:: Extracted records
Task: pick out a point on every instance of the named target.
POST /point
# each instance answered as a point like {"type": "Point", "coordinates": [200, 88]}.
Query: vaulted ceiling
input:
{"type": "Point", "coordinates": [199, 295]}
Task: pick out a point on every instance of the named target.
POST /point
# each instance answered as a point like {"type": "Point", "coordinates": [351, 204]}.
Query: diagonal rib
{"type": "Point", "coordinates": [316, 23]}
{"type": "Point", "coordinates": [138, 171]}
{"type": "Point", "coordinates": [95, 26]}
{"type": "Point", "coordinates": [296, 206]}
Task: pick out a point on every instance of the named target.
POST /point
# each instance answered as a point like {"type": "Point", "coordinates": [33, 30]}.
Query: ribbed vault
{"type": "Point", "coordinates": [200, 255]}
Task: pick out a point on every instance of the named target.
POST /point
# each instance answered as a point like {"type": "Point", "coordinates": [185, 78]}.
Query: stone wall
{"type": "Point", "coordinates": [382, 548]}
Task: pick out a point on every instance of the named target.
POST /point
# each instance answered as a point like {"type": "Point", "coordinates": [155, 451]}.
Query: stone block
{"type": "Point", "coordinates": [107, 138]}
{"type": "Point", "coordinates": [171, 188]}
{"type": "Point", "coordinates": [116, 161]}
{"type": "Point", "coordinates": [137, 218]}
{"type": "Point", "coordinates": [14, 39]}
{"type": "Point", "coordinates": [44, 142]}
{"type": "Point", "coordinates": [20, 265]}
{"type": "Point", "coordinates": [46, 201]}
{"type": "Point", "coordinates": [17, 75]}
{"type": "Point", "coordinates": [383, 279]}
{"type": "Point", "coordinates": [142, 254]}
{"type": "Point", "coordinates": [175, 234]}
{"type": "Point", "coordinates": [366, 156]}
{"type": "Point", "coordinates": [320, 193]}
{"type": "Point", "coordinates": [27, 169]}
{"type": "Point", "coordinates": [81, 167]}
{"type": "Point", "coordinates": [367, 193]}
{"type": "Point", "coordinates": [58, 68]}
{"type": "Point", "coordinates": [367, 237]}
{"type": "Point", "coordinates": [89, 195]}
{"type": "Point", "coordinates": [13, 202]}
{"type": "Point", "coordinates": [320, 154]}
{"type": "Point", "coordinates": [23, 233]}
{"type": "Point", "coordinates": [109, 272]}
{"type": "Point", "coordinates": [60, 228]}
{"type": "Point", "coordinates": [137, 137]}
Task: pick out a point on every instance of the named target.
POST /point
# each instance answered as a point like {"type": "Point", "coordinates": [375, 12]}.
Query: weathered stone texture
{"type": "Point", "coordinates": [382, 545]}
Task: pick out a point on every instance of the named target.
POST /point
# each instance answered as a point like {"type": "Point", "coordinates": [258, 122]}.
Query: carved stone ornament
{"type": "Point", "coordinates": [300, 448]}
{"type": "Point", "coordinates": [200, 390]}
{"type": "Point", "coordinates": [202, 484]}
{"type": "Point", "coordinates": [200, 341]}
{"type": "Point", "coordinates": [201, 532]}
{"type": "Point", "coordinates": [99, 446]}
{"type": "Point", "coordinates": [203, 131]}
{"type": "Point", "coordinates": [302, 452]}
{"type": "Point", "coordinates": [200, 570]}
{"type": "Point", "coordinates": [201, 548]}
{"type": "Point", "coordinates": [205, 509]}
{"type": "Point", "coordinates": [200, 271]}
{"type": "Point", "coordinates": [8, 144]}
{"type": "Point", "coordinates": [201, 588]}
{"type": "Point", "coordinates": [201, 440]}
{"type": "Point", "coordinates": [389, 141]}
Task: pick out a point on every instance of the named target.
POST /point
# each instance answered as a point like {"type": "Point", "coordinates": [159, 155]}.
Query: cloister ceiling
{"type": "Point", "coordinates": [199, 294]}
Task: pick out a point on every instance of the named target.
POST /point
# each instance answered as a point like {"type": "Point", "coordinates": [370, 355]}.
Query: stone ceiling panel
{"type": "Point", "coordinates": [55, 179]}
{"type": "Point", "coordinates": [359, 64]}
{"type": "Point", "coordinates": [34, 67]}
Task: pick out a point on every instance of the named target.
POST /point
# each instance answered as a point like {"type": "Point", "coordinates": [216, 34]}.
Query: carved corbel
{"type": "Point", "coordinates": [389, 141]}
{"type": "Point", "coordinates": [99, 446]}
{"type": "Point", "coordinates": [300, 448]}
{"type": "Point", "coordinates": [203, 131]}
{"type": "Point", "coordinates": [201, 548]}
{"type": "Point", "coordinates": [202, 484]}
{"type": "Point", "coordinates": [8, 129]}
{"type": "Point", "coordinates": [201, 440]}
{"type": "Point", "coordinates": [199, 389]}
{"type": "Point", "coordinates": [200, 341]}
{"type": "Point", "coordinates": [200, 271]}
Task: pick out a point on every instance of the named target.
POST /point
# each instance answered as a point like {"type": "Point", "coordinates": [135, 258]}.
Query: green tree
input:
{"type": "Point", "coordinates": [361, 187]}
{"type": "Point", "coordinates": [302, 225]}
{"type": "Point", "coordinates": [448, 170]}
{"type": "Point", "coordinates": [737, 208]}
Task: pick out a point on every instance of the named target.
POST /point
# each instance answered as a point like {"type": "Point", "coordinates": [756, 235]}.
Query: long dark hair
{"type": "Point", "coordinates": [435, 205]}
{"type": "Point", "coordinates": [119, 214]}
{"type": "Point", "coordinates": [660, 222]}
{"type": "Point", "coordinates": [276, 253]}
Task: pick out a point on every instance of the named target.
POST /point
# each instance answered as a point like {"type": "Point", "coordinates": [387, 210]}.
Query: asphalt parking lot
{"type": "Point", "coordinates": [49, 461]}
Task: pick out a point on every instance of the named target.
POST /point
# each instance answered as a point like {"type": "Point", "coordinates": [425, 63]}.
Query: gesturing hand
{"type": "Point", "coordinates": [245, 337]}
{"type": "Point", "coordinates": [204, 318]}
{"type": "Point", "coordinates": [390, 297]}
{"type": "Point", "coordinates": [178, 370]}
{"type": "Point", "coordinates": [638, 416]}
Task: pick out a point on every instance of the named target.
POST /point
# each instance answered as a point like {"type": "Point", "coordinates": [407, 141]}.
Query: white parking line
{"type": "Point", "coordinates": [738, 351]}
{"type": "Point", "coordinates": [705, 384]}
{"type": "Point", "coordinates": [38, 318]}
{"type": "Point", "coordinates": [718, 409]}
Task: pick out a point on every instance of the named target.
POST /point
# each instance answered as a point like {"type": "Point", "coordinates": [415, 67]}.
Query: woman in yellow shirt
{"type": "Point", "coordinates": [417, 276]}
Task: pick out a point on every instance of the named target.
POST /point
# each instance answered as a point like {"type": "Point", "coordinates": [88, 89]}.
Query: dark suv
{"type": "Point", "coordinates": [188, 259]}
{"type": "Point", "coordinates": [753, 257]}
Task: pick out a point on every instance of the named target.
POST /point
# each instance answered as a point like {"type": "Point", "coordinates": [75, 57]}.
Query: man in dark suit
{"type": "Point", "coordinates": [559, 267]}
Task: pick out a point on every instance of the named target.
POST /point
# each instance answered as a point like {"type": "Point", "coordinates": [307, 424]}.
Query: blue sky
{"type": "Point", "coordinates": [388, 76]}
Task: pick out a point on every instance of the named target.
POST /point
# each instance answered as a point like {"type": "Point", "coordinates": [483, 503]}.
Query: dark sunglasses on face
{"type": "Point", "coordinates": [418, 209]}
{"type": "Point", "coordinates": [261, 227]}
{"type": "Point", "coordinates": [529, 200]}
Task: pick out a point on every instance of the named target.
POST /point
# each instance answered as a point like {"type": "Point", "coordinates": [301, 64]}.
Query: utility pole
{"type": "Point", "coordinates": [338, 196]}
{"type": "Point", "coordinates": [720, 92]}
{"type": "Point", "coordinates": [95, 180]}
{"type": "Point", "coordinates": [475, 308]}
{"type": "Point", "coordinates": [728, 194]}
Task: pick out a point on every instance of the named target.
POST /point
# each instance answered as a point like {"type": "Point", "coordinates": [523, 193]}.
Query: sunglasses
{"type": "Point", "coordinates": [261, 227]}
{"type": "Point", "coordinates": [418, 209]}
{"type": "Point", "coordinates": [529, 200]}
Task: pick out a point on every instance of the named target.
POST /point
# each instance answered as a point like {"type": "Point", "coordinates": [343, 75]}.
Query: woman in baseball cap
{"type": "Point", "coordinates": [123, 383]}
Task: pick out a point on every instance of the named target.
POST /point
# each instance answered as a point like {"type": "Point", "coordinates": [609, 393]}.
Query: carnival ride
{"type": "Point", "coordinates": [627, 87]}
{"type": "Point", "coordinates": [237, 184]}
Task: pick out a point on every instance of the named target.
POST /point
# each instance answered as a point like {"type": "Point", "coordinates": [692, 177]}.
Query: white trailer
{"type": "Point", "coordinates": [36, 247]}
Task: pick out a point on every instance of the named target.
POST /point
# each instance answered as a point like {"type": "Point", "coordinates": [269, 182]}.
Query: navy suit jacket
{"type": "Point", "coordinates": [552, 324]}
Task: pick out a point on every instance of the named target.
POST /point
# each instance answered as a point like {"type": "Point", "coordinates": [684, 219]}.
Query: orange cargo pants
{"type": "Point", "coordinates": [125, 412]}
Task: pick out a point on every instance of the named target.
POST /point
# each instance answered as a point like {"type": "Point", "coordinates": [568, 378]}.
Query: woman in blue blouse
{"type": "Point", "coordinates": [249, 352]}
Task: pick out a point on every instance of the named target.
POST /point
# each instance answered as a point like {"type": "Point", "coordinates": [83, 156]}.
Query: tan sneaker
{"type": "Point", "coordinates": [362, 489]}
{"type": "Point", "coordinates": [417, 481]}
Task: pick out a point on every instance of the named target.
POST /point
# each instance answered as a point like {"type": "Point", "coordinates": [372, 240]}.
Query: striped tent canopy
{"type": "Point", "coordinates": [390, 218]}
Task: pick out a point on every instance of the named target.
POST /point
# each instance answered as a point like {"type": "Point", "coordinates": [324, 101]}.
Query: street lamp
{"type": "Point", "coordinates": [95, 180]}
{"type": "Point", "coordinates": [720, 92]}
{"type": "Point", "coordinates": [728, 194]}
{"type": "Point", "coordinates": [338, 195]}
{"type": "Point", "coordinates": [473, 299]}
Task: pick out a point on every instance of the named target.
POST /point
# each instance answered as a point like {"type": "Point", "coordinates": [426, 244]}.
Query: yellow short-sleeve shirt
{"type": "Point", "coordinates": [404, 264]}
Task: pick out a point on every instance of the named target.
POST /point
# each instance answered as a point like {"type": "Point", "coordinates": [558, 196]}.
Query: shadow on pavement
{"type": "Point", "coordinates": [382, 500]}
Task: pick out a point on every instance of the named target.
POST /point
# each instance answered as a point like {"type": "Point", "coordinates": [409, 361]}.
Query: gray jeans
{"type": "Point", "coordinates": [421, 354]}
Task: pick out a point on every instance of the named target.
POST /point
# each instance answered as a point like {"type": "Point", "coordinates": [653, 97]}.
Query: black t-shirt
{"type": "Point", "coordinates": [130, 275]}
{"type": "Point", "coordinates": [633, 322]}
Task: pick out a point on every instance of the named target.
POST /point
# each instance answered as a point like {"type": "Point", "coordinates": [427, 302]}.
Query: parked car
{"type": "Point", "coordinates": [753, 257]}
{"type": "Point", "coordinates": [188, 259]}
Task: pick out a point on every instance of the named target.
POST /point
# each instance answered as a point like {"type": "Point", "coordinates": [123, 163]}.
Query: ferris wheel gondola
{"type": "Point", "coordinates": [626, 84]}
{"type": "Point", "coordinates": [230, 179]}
::::
__Problem details__. Return every line of the data above that contains the string "sunglasses", copying each line whole.

__Exercise result__.
Query: dark sunglasses on face
Query: sunglasses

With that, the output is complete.